#### Action item
Read through the lines below for the string "such" and copy each one that has it.

• • • • •

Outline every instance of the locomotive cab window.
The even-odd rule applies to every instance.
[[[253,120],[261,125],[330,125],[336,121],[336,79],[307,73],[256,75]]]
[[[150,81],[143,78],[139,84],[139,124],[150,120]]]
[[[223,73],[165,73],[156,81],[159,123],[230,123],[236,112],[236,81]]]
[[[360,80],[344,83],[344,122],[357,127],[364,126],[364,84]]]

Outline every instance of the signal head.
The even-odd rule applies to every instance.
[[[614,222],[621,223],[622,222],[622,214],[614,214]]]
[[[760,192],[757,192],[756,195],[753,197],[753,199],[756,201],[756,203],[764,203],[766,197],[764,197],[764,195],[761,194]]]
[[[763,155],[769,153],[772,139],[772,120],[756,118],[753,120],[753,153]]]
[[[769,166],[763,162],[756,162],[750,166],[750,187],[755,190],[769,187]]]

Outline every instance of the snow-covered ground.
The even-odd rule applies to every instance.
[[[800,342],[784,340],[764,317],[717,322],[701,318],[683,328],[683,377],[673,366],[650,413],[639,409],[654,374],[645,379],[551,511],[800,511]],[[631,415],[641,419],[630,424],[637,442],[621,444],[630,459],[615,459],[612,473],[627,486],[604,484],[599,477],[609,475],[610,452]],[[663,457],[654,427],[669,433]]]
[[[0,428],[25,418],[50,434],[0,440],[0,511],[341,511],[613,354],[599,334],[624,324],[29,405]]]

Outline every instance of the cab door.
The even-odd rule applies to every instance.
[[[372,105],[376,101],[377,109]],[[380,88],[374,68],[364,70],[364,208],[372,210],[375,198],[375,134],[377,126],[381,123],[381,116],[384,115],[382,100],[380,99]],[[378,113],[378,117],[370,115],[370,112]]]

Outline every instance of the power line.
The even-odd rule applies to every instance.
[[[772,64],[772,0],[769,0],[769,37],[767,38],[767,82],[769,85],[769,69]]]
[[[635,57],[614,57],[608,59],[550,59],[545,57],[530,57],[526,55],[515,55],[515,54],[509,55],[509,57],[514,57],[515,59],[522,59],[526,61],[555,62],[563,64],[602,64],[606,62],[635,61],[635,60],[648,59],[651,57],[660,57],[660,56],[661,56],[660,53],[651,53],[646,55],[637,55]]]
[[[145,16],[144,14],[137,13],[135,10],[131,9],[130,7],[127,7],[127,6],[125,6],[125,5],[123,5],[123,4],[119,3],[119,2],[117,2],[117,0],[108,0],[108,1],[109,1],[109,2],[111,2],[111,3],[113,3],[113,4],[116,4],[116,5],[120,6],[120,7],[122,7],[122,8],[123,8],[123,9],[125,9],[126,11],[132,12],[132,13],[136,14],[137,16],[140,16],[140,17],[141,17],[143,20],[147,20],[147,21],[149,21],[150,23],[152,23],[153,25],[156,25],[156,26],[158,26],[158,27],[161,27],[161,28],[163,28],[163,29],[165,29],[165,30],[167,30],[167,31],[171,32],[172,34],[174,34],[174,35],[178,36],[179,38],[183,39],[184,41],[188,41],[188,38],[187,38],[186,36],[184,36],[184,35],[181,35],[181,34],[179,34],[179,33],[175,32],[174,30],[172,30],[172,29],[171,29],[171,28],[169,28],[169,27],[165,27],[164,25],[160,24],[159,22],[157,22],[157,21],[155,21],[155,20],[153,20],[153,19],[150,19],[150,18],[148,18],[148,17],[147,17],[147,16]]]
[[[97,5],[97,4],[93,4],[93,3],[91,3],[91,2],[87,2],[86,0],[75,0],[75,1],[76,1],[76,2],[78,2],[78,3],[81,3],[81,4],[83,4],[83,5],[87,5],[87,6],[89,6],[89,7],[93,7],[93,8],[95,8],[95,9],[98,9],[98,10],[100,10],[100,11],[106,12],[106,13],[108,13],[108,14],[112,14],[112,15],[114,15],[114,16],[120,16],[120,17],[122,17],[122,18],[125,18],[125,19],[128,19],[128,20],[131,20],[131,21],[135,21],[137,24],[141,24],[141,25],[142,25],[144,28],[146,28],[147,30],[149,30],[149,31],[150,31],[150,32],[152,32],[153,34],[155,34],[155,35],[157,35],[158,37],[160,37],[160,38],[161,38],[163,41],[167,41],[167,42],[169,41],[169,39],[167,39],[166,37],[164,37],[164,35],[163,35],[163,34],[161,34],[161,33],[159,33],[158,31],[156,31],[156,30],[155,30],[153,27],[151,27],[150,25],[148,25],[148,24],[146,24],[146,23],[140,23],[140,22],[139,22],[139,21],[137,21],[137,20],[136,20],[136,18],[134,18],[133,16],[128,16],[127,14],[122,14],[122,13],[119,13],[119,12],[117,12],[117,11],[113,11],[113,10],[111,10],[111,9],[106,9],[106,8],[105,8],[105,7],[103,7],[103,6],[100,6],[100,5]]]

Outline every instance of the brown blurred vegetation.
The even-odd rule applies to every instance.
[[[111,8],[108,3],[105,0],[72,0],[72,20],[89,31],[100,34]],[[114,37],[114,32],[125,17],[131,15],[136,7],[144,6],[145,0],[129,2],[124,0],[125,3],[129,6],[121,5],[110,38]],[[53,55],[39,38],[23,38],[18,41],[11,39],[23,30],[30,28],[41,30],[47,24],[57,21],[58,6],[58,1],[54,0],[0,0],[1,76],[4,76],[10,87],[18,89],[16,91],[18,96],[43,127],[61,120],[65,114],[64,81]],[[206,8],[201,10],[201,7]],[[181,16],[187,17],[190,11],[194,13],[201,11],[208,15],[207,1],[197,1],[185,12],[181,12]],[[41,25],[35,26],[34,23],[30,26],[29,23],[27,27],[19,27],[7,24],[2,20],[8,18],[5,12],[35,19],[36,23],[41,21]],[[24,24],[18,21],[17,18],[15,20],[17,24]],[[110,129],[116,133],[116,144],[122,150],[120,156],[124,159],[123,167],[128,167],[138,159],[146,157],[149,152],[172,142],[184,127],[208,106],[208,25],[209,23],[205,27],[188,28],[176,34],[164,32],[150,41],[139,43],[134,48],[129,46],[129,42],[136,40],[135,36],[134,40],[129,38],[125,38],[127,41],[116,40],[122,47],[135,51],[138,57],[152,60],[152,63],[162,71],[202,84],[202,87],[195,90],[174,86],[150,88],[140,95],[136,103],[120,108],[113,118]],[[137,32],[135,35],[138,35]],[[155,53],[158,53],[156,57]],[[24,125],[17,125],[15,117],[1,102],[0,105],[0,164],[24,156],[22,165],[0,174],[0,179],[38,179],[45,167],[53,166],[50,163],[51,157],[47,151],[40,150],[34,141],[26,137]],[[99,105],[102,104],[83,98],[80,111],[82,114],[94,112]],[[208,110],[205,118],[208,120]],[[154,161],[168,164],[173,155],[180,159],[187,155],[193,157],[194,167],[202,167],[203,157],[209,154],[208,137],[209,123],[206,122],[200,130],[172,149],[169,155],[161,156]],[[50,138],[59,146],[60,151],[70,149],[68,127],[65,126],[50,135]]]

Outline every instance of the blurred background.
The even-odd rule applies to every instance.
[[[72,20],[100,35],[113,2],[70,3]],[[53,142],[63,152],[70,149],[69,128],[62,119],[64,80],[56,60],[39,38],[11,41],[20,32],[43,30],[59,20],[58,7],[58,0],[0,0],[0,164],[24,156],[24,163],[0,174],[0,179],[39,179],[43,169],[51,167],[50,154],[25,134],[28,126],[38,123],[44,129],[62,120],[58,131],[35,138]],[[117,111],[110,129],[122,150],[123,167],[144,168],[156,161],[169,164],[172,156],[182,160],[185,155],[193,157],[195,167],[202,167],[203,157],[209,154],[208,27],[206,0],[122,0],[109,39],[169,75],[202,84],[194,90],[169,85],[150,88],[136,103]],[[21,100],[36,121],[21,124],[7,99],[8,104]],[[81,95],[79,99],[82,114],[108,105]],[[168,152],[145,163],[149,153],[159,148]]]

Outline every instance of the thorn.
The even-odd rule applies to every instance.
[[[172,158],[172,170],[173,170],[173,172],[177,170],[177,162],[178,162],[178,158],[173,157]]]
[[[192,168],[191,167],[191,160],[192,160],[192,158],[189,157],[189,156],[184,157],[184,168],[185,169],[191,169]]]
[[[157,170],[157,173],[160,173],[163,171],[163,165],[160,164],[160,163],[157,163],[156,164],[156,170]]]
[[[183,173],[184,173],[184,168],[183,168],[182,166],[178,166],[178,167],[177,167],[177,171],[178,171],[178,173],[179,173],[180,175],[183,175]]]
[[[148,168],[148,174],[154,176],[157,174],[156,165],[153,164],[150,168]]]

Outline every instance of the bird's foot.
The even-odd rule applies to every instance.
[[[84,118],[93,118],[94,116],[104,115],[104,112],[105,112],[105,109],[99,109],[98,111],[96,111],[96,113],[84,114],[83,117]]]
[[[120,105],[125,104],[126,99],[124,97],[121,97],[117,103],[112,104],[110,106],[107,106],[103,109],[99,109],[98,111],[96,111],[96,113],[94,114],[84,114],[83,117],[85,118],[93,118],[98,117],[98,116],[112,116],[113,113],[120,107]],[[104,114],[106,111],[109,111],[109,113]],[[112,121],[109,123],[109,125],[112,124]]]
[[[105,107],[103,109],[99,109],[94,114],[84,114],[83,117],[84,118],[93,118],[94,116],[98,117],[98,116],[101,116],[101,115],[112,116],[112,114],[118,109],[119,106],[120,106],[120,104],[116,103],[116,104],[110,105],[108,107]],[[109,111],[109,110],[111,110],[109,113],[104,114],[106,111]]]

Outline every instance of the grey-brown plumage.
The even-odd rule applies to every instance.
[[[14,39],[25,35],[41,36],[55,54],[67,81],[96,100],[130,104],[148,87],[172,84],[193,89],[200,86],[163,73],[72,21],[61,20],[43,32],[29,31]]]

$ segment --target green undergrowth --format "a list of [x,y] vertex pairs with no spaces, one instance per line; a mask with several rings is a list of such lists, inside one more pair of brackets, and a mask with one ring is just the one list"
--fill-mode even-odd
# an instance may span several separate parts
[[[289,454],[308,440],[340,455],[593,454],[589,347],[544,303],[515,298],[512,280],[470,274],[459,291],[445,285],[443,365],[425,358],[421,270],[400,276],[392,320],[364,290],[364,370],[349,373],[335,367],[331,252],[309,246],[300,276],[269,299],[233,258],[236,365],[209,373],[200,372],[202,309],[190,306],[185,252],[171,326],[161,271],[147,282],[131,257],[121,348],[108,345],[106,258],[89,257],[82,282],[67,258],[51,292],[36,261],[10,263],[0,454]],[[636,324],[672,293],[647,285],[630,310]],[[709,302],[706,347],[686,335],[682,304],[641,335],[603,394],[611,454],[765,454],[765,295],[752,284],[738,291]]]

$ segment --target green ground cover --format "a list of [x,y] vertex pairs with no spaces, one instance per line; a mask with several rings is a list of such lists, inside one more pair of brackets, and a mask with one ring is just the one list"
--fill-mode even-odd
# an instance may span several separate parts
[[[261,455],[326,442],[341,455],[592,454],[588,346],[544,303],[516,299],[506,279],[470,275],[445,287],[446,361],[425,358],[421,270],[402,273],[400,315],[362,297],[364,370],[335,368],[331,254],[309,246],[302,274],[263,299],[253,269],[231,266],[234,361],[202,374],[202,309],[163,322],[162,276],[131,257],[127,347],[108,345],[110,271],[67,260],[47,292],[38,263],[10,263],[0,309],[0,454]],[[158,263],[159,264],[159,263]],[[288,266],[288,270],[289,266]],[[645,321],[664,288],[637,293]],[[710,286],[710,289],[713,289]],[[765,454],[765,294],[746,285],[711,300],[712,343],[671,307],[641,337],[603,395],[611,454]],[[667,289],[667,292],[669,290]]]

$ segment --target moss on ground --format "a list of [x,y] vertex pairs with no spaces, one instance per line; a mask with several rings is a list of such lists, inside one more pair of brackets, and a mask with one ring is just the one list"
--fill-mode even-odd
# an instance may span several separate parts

• • • • •

#### Solved exercise
$ segment --target green undergrowth --format "a list of [x,y] vertex pairs with no spaces, one instance per line; a mask with several rings is a list of such lists, inside one more pair of brackets, and a mask with one ring is just the one list"
$ segment --target green ground cover --format "a list of [x,y] vertex pairs with no spaces, one instance per line; a mask with several rings is a list of such lists, inside one more pair of brackets, and a mask with one ring is just the one list"
$ segment --target moss on ground --format "a list of [x,y] vertex pairs with no spaces, one instance per line; a mask with several rings is a list of such lists, inside one more pair of brackets, and a mask with one ring is just the one list"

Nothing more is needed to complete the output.